> **Texto fornecido**
____
Em dezembro, dez integrantes da irmandade que mantém a Santa Casa de São Paulo entregaram um pedido de renúncia ao atual provedor, Kalil Rocha Abdala. O pedido não foi aceito.

O promotor Arthur Pinto Filho, da Promotoria da Saúde Pública, disse que pedirá a renúncia de Kalil ao final de uma ação civil pública instaurada em julho, quando a Santa Casa fechou o pronto-socorro. A unidade foi reaberta no dia seguinte, após a liberação de R$ 3 milhões do governo do estado. O inquérito é feito em parceria com o Ministério Público Federal, já que a principal fonte de verbas do hospital é o SUS.

Nem todos os hospitais filantrópicos estão quebrados. A Santa Casa de Maceió é considerada uma referência por não ter dívidas milionárias. A unidade não tem pronto-socorro e tenta equilibrar o déficit gerado pelo atendimento do SUS com parcerias com convênios médicos e consultas particulares. Segundo o hospital, a cada dez pacientes atendidos, quatro são particulares ou de planos de saúde. Eles representam 65% da receita do hospital. Os outros 35% são bancados pelo SUS.

Rogatti chega a propor que os hospitais filantrópicos deixem gradativamente a rede pública:

– A situação é muito difícil. Vou propor aos nossos associados parar de atender o SUS e ficar só com convênios e particulares, que pagam até seis vezes mais do que o governo. Mas o fechamento das Santas Casas seria um colapso na Saúde pública do Brasil.

O Ministério da Saúde diz que os repasses para as Santas Casas cresceram 57% em quatro anos e que essas unidades receberam R$ 13,6 bilhões ano passado. Frisa que o principal reforço no orçamento se destina a um plano de incentivo, que representa 30% do total de verbas e está fora da tabela SUS. E alega que reajustou cerca de mil procedimentos na tabela.
____
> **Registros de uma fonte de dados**
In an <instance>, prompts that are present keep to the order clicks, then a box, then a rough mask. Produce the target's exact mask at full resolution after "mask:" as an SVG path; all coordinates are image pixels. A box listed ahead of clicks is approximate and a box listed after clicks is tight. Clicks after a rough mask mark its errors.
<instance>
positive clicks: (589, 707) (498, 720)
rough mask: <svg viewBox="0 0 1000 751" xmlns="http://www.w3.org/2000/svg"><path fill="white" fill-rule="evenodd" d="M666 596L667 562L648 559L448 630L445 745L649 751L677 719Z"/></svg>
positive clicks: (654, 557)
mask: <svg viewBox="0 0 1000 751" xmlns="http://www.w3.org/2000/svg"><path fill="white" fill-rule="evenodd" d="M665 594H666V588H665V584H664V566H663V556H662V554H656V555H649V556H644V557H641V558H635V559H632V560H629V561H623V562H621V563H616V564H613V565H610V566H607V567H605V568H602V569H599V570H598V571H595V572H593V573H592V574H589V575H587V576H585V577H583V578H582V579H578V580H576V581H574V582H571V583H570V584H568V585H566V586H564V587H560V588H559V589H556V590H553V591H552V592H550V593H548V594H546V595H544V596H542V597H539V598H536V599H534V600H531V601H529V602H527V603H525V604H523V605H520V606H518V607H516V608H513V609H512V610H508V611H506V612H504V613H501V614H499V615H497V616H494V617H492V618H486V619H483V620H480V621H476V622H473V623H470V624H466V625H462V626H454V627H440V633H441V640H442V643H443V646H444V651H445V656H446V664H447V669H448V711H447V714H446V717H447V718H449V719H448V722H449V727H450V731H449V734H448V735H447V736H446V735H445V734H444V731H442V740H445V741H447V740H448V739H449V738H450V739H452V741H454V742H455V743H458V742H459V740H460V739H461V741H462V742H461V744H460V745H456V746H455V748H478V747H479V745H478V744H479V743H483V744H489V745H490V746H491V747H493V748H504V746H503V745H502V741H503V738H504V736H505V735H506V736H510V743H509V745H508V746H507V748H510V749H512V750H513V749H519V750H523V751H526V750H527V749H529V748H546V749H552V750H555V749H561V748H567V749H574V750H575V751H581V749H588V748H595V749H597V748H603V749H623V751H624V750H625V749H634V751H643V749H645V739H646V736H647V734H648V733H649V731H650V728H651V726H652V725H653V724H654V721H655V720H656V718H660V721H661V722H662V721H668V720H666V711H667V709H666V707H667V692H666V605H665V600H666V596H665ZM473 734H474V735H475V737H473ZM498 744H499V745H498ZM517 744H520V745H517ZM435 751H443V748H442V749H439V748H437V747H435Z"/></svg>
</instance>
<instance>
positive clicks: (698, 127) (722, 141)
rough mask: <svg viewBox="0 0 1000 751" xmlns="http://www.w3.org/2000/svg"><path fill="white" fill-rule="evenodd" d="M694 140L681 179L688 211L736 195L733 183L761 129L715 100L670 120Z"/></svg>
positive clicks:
____
> **Tarefas a realizar**
#1 Transcreva do texto sobre as Santas Casas o trecho que vai de "Nem todos os" até "bancados pelo SUS.".
#2 Liste todos os percentuais citados no texto sobre as Santas Casas.
#3 Prossiga com o texto sobre as Santas Casas a partir do ponto em que ele termina.

> **Respostas às tarefas**
#1
Nem todos os hospitais filantrópicos estão quebrados. A Santa Casa de Maceió é considerada uma referência por não ter dívidas milionárias. A unidade não tem pronto-socorro e tenta equilibrar o déficit gerado pelo atendimento do SUS com parcerias com convênios médicos e consultas particulares. Segundo o hospital, a cada dez pacientes atendidos, quatro são particulares ou de planos de saúde. Eles representam 65% da receita do hospital. Os outros 35% são bancados pelo SUS.

#2 65%, 35%, 57%, 30%

#3
Segundo o ministério, o Programa de Fortalecimento das Santas Casas (Prosus), criado em outubro de 2013, prevê a quitação dos débitos tributários das instituições que ampliarem os atendimentos de exames, cirurgias e atendimentos a pacientes do SUS. A estimativa é que os débitos tributários desses hospitais somem mais de R$ 15 bilhões. A pasta afirma que 265 instituições enviaram propostas para participar e que 188 já tiveram o pedido analisado e aceito.

O governo frisa que em 2014 ampliou o programa que previa, por meio do Banco Nacional de Desenvolvimento Econômico e Social (BNDES), empréstimos para financiar a dívida das Santas Casas. A meta é desburocratizar os empréstimos. O ministério não explicou os motivos do atraso dos repasses do Fundo Nacional de Saúde. Disse que liberou R$ 2 bilhões no último dia 16 para o custeio dos serviços de média e alta complexidade e que o restante será pago nas próximas semanas.

UNIDADES RESPONDEM POR 40% DO ATENDIMENTO DO SUS
Os quase 500 anos de existência das Santas Casas no Brasil são suficientes para entender o papel dessas instituições filantrópicas no sistema de Saúde do país. Da construção da primeira Santa Casa, em 1539, em Olinda (PE), até a consolidação da Santa Casa de São Paulo como um dos maiores hospitais públicos da América Latina, tais instituições se tornaram peça-chave no Sistema Único de Saúde (SUS).

Modelo criado em Portugal, no século XV, esses hospitais são hoje responsáveis no país por 40% do atendimento do SUS. Com 2,1 mil unidades filantrópicas espalhadas em todos os estados, respondem pela metade dos leitos públicos disponíveis à população, cerca de 155 mil.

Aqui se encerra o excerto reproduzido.